Extract provided:
------

What will EURUSD bring next week? That is the subject of discussion in our next premium analysis due out late Sunday!
Overall, 2020 was a good year for EURUSD bulls. Despite the March crash during the coronavirus-related volatility, the pair ended the year up almost 9%. With more stimulus already in the pipeline at the start of 2021, it made sense to expect further devaluation of the dollar against the Euro.
Alas, common sense doesn’t always prevail in the markets. After reaching a high of 1.2350 on the very first trading day of 2021, EURUSD turned south. By the time we sent our January 11th analyses to subscribers, the pair was hovering around 1.2220. Others saw this as an opportunity to buy the dip. The Elliott Wave chart below, however, suggested that would be a costly mistake.

The chart above was the third one included in that January 11th premium EURUSD issue. With any instrument we examine, we always start with the biggest possible time-frame, usually a weekly chart, and then go down to the smaller ones. The idea is to see in what direction the big picture patterns point before trying to identify any short-term trading setups.
Catching Most of EURUSD ‘s 550-Pip Drop in 2021
So, despite us being generally optimistic about EURUSD’s long-term prospects, its 4-hour chart looked rather bearish. The reason for this was that the structure of the recovery from 1.0636 was impulsive. The pattern was labeled 1-2-3-4-5, where the five sub-waves of 1, 3 and 5 were also visible.
In addition, the guideline of alternation was on display. Wave 2 was a sideways-moving w-x-y corrective combination with a triangle in wave ‘y’. Wave 4, on the other hand, was a sharp w-x-y double zigzag terminating shortly above the 38.2% Fibonacci level.

------

Problems to work on:
1. Repeat the portion of the EURUSD analysis starting at "Alas, common sense" and ending at "a costly mistake.", word for word.
2. Write what comes next in the EURUSD analysis, picking up right after its final sentence.
The records that follow are drawn from a separate source.

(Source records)
------

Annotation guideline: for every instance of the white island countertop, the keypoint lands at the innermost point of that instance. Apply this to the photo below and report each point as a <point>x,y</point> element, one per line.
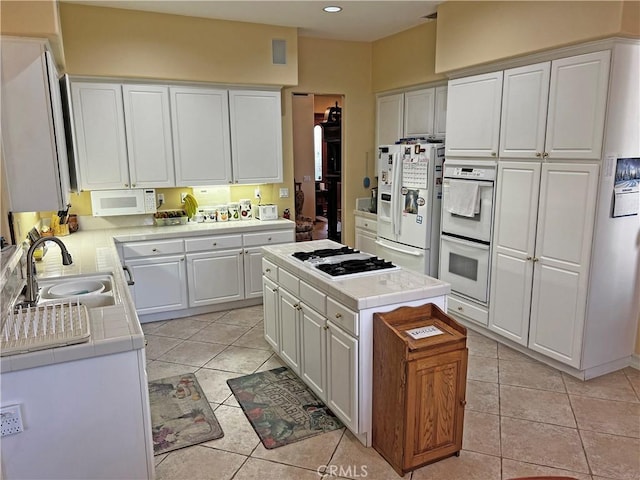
<point>359,292</point>
<point>114,328</point>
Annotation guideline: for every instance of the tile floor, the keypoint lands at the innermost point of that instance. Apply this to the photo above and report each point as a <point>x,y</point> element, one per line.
<point>522,417</point>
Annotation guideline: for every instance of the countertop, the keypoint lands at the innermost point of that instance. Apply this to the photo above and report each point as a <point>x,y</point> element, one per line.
<point>362,292</point>
<point>114,328</point>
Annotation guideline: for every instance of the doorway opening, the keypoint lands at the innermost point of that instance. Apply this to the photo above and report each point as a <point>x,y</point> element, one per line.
<point>317,150</point>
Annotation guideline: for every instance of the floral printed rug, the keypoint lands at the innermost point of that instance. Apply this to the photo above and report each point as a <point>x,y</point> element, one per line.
<point>281,408</point>
<point>180,414</point>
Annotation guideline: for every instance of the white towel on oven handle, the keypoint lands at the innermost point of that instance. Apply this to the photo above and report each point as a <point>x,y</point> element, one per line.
<point>464,198</point>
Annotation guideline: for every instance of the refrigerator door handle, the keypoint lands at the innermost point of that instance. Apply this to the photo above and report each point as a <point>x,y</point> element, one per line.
<point>397,249</point>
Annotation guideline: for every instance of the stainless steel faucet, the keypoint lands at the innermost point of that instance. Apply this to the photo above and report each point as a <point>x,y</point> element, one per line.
<point>31,294</point>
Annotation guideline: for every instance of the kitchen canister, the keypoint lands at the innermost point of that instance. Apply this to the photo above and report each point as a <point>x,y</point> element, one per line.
<point>245,209</point>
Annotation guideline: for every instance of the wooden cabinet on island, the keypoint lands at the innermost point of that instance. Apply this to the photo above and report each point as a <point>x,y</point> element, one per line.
<point>322,328</point>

------

Set of answers:
1.
Alas, common sense doesn’t always prevail in the markets. After reaching a high of 1.2350 on the very first trading day of 2021, EURUSD turned south. By the time we sent our January 11th analyses to subscribers, the pair was hovering around 1.2220. Others saw this as an opportunity to buy the dip. The Elliott Wave chart below, however, suggested that would be a costly mistake.

2.
According to the theory, a three-wave correction follows every impulse. With that in mind, joining the bears in January 2021 made a lot more sense to us that staying bullish. Two and a half months later and over 400 pips lower now, here is an updated chart of EURUSD.

Earlier today, the pair fell to 1.1801, down 420 pips since January 11th. Despite persistent inflation concerns following the passing of another $1.9 trillion in stimulus by the U.S. government, the dollar keeps strengthening against the Euro.
After-the-Fact Explanations are of Little Use in Trading
One possible explanation is the much better job the U.S. is doing with its mass vaccination campaign. As of this writing, over 130 million Americans have already received at least one dose of a COVID-19 vaccine. In Europe, the number is barely above 60 million and governments across the Old Continent are now being forced into new lockdowns to curb the virus’ spread.
That makes sense. The problem is that such explanations don’t help traders much. They can’t turn back time in order for us to open a position. The habit of the market is to anticipate, not to follow. And that is exactly what Elliott Wave analysis allows us to do. Instead of looking for ways to make sense of the EURUSD drop after the fact, we were able to predict it using nothing more than a chart.